Given task: Write out the rows below word for word, leaving out the picture lines.

Data for the task:
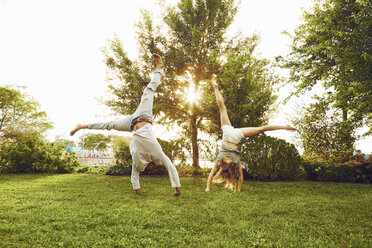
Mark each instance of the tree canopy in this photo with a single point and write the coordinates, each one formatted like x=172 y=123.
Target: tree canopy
x=333 y=47
x=192 y=40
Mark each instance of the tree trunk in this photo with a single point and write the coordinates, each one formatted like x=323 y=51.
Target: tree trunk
x=194 y=143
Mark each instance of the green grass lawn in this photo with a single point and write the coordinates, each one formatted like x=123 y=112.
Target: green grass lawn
x=77 y=210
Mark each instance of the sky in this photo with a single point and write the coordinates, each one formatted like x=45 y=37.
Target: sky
x=54 y=48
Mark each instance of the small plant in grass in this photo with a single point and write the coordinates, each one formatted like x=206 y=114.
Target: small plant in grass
x=87 y=169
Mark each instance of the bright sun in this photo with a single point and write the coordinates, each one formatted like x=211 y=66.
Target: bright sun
x=191 y=94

Solved problem:
Mark each instance of the tree canopy in this photo with a single point and write the coordinates, each one formatted like x=172 y=123.
Target: tree canopy
x=333 y=47
x=192 y=40
Mark each instance of the tree trunk in this photo with a single point and write the coordinates, each one formatted like x=323 y=51.
Target: tree trunk
x=194 y=143
Mark each instance of the green grass lawn in this photo with a single point and write the coordinates, each one formatted like x=123 y=112.
Target: green grass lawn
x=77 y=210
Mark each instance of the sky in this photo with a single point and write the coordinates, each one formatted like x=45 y=37.
Target: sky
x=54 y=48
Mark each instance of the small plant in grass in this photo with a single point and write the coordinates, each one formatted like x=206 y=114.
Target: small plant in grass
x=87 y=169
Mark each instance of the bright sun in this photo with a single point and write the coordinates, each one formatted like x=211 y=66.
Target: bright sun
x=191 y=94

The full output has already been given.